---------- Article ----------

In a letter home to Max Diestel, Dietrich wrote, “There is no theology here. . . . The students—on average twenty-five to thirty years old—are completely clueless with respect to what dogmatics is really about. They are unfamiliar with even the most basic questions.”
It was not a promising start, but Dietrich soon found a few friends with whom he could have meaningful conversations. They were an unusual group: Erwin Sutz, a Swiss; Jean Lasserre, a Frenchman; and Frank Fisher, an African-American man from Alabama. Dietrich loved the different perspectives these men brought to their conversations, and it wasn’t long before Frank invited Dietrich to attend a service at the Abyssinian Baptist Church in nearby Harlem.
Dietrich wasn’t sure what to expect as he headed to the church on 138th Street. What he found astonished him: the church building was large and imposing. When Frank explained how the building had been financed, Dietrich was amazed. The church had begun in 1808 when a group of Africans and Ethiopian sea merchants left First Baptist Church in lower Manhattan. The people refused to accept the racially segregated seating that took place there and left to form their own church. Drawing on the ancient name of Ethiopia—Abyssinia—they founded the Abyssinian Baptist Church. They believed that even if there was racism outside the church, inside the church all people should be treated equally as Christian brothers and sisters, and that’s what they strove for. Over the years the Abyssinian Baptist Church outgrew several facilities until the large church on 138th Street was built. The building was completely financed by tithes from the congregation.
Dietrich was impressed and sat transfixed as the pastor, Dr. Adam Clayton Powell, Sr., preached. Dr. Powell was the liveliest pastor he’d ever heard. Dietrich soon found himself casting off his German reserve, singing and swaying along with the throng of people in attendance. Frank explained that the Abyssinian Baptist Church had a membership of nearly fourteen thousand, making it the largest Protestant church in the United States.

---------- Information supplied ----------

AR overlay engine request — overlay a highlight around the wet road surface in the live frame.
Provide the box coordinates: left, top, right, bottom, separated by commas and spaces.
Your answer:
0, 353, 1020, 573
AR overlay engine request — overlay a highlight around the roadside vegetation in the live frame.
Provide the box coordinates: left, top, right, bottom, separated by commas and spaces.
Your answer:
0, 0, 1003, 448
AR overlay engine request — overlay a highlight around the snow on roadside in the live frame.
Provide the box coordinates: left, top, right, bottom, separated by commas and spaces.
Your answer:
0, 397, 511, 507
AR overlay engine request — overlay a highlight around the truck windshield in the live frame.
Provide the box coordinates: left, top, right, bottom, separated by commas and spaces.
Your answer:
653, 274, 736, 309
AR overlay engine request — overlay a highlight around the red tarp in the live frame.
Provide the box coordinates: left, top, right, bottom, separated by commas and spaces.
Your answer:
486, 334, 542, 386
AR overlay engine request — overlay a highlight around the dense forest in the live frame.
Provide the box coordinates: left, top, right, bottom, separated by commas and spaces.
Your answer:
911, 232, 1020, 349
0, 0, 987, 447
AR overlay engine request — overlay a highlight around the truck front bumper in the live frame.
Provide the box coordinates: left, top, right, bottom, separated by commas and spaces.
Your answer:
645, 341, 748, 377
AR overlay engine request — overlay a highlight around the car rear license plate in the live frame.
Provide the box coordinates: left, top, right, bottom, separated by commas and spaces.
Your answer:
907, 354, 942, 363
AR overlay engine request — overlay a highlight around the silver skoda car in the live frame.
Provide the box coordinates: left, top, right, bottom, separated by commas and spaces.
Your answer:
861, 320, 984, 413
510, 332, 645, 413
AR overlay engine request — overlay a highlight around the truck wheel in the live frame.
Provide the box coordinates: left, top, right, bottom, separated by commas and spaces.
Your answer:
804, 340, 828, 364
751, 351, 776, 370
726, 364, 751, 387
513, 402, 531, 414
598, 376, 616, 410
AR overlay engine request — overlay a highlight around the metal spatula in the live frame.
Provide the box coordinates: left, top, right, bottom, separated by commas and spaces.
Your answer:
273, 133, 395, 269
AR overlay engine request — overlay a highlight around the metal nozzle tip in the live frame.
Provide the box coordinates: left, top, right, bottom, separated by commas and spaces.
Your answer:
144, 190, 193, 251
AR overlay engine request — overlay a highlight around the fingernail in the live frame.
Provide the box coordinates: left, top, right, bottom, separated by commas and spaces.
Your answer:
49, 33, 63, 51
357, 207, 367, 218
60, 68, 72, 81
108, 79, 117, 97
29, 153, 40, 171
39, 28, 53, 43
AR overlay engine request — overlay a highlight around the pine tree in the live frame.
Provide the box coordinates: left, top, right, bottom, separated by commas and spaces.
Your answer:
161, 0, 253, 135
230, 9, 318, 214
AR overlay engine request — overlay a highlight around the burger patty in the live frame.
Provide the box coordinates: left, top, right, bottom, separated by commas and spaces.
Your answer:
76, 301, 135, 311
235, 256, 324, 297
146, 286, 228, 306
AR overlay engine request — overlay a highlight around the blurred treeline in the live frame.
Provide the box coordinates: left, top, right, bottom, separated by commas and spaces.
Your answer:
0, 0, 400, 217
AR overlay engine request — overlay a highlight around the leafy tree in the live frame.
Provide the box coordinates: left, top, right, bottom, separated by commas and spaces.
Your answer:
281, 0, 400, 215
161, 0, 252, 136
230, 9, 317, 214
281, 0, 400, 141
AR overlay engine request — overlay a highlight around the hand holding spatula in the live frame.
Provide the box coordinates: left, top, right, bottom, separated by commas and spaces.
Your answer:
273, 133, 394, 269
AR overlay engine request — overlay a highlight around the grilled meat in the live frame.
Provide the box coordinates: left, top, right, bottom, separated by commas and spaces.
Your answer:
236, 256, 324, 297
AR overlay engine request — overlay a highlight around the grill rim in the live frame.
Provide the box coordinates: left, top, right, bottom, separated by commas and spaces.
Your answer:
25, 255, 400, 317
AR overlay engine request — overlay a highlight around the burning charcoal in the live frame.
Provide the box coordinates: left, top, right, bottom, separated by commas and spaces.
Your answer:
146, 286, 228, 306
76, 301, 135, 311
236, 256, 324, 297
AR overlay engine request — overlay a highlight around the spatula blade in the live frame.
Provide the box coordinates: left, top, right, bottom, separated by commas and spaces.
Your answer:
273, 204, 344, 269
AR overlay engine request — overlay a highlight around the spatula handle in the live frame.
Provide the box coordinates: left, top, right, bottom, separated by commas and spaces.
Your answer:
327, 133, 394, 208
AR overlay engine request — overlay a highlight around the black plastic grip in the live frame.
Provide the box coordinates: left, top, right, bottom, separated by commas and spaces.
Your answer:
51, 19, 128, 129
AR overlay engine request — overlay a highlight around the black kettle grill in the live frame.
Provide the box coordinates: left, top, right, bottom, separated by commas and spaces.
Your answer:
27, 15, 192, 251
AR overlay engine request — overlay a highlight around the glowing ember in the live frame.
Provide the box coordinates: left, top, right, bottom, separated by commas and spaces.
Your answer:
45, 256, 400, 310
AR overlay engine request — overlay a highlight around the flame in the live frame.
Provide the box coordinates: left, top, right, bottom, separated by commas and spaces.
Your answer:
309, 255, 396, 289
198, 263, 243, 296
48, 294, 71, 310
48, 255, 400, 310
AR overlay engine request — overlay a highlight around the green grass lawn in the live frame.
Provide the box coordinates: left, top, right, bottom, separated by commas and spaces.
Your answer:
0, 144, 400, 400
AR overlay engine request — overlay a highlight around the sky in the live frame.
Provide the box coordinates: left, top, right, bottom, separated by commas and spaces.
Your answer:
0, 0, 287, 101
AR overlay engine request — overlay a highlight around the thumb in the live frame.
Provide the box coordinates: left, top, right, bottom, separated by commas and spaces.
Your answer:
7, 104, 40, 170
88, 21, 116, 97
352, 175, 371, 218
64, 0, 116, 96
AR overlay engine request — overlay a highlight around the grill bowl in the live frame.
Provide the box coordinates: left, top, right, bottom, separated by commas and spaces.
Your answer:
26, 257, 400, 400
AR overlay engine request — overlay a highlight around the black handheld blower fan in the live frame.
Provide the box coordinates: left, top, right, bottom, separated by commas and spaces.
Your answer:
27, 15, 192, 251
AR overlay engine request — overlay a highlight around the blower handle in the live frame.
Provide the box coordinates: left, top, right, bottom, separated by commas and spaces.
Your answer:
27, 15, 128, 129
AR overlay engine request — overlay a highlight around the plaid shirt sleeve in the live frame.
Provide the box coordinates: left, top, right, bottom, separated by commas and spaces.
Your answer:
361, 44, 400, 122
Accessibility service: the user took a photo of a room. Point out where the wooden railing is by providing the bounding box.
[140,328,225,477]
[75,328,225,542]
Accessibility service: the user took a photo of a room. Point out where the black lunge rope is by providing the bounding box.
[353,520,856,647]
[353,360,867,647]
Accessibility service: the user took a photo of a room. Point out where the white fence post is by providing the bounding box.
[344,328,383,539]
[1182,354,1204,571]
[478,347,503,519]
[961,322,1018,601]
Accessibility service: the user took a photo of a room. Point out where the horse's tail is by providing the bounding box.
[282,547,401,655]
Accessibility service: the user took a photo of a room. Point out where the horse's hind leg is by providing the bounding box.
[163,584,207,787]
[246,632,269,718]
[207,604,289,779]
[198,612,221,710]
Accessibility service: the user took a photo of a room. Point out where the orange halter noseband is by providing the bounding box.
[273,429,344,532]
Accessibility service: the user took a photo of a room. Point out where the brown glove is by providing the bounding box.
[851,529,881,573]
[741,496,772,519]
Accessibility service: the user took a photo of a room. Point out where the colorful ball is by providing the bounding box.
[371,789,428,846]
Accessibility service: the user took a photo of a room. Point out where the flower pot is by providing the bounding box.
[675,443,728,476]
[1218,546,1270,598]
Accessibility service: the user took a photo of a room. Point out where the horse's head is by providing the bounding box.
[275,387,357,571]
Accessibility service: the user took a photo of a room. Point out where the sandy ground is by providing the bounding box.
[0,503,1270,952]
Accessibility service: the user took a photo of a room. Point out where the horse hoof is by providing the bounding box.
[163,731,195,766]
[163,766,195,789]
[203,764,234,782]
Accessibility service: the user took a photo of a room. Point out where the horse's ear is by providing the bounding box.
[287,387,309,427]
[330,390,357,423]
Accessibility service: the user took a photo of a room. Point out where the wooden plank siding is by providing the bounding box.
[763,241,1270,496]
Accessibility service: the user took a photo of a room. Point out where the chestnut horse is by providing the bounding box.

----------

## To be done
[1] Using the passage about Dietrich and the Abyssinian Baptist Church, explain in one to three sentences why the group of Africans and Ethiopian sea merchants left First Baptist Church in 1808.
[2] Print everything from "It was not a" down to "in nearby Harlem." in the passage about Dietrich and the Abyssinian Baptist Church, word for word.
The lines above have no connection to the passage about Dietrich and the Abyssinian Baptist Church.

## Written responses
[1] They would not accept the racially segregated seating at First Baptist Church in lower Manhattan. So they left and formed their own church, the Abyssinian Baptist Church. They believed that inside the church all people should be treated equally as Christian brothers and sisters.

[2]
It was not a promising start, but Dietrich soon found a few friends with whom he could have meaningful conversations. They were an unusual group: Erwin Sutz, a Swiss; Jean Lasserre, a Frenchman; and Frank Fisher, an African-American man from Alabama. Dietrich loved the different perspectives these men brought to their conversations, and it wasn’t long before Frank invited Dietrich to attend a service at the Abyssinian Baptist Church in nearby Harlem.